Source excerpt
--
Agenda item

Cabinet Minutes - 11 January 2011 (Agenda item 5)

Unconfirmed minutes of the Cabinet meeting held on 11 January 2011.

 

With regard to Minute No 7/11 (Budget Setting) a copy of the report and appendices from the Head of Finance are attached for Members’ information.

Minutes:

a)           Site Specific Policies and Proposals Development Plan Document 2001-2026 – Proposed Submission Document (Minute No. 6/11)

 

This item had been previously agreed at the Special Council meeting held on 11 January 2011 (Council Minute No. 4/11 refers).

 

b)           Budget Setting Report (Minute No. 7/11)

 

The Executive Member for Corporate Resources took the opportunity to thank the S151 Officer and his team for putting together a budget which allowed the Council to continue to provide good quality and affordable services to Breckland residents.  It had been a somewhat taxing year for budget setting as there had been much speculation regarding the scale of the likely reduction in the settlement figure until the draft was finally announced on 13 December 2010.  Recognising that the settlement figure was to be considerably reduced as the Government scaled back public expenditure to meet the deficit, the Council had been working hard to find new ways of making efficiency gains.
--
[Position annotation records]
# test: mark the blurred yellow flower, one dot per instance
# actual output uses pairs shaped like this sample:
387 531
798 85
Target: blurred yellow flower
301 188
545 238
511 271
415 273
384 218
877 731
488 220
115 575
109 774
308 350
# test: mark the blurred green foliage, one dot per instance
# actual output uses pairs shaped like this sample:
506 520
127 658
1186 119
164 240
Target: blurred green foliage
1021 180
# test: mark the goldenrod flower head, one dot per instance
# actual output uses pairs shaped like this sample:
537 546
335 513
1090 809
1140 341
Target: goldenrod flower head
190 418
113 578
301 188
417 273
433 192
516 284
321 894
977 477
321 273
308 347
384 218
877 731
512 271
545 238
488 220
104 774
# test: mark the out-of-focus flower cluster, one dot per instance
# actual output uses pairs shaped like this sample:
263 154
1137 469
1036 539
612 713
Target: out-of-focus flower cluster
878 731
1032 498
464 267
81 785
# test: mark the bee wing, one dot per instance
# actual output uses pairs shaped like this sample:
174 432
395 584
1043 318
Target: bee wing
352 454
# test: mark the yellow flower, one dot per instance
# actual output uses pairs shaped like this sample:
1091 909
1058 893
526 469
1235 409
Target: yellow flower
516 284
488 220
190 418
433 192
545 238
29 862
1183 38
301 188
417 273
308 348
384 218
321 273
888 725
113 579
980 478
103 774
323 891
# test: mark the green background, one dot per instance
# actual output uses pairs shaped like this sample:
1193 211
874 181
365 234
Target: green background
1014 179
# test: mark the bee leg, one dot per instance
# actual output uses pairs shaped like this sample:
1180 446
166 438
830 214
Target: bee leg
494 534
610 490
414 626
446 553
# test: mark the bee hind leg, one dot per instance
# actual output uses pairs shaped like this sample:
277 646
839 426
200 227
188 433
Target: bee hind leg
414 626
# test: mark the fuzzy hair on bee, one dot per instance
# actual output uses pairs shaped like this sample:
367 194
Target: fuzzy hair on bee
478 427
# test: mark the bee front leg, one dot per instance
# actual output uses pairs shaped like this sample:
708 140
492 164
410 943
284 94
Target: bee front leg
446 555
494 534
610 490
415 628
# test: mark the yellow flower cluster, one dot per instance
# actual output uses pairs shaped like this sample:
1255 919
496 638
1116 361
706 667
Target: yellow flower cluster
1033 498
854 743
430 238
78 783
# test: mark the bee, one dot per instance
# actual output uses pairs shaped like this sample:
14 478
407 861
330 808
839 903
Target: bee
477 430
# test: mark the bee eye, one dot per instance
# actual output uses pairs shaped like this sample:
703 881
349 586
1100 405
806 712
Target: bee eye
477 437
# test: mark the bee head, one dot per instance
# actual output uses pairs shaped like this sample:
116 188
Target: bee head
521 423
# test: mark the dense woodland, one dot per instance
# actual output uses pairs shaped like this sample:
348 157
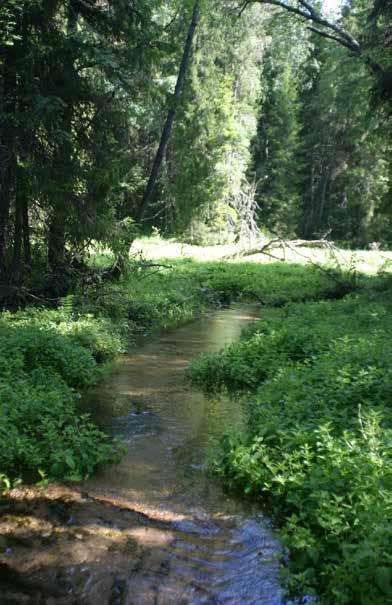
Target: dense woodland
209 121
257 110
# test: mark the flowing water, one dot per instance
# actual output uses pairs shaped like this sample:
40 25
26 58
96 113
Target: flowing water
156 529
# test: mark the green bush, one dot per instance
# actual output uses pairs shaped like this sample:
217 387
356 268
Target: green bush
318 449
41 433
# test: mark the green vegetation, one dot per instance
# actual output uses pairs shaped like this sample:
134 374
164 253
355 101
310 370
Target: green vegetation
317 451
273 127
48 356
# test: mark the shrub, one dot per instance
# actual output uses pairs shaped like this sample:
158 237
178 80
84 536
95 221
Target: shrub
318 449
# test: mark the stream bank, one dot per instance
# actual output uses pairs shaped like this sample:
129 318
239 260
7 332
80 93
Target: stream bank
155 528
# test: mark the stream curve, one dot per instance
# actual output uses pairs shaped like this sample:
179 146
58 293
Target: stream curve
155 529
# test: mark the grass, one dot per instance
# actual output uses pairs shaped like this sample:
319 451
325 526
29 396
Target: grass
49 356
317 452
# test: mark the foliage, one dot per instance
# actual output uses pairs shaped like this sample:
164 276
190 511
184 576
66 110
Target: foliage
317 448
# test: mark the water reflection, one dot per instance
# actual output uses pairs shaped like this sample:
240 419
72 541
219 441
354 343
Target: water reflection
219 550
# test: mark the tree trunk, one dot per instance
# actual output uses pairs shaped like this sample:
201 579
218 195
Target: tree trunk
7 153
26 233
17 251
56 235
171 113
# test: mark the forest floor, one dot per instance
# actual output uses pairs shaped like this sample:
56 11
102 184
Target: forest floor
318 365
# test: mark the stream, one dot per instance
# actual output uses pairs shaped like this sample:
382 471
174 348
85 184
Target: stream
154 529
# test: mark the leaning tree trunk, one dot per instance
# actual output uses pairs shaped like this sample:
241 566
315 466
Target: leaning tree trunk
7 153
167 129
57 224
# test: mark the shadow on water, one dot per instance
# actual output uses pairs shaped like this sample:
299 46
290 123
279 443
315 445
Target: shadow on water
154 529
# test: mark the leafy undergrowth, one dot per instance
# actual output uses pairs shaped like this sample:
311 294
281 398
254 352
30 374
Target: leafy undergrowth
49 356
318 449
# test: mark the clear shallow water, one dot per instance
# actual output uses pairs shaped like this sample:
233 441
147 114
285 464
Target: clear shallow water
214 548
154 529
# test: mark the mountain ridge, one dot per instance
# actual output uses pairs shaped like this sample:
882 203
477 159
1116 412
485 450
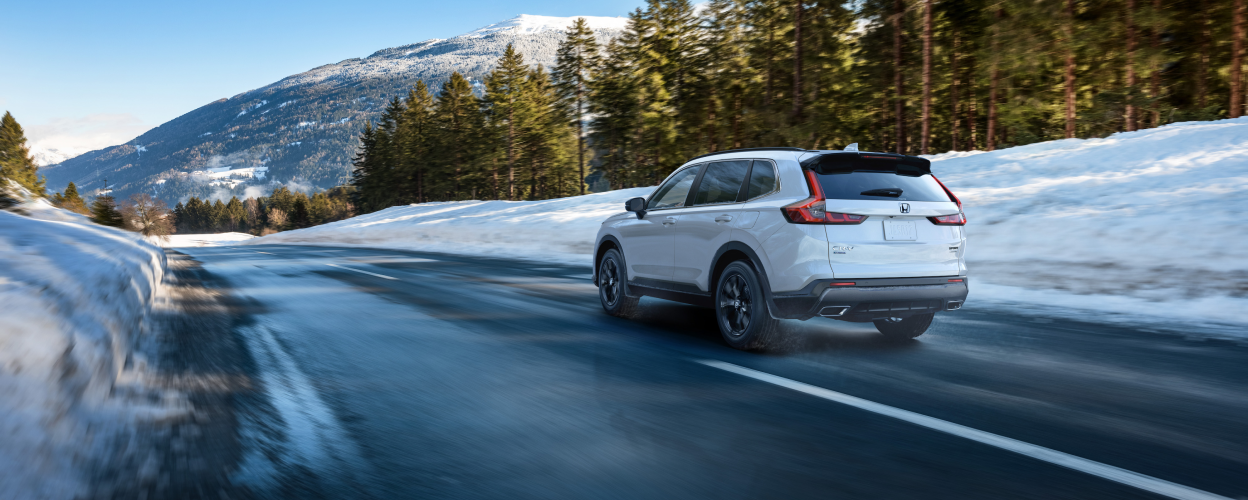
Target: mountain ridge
303 127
--
What you should do
According to the Cabinet minutes, on what date was the draft settlement figure finally announced?

Response to the exercise
13 December 2010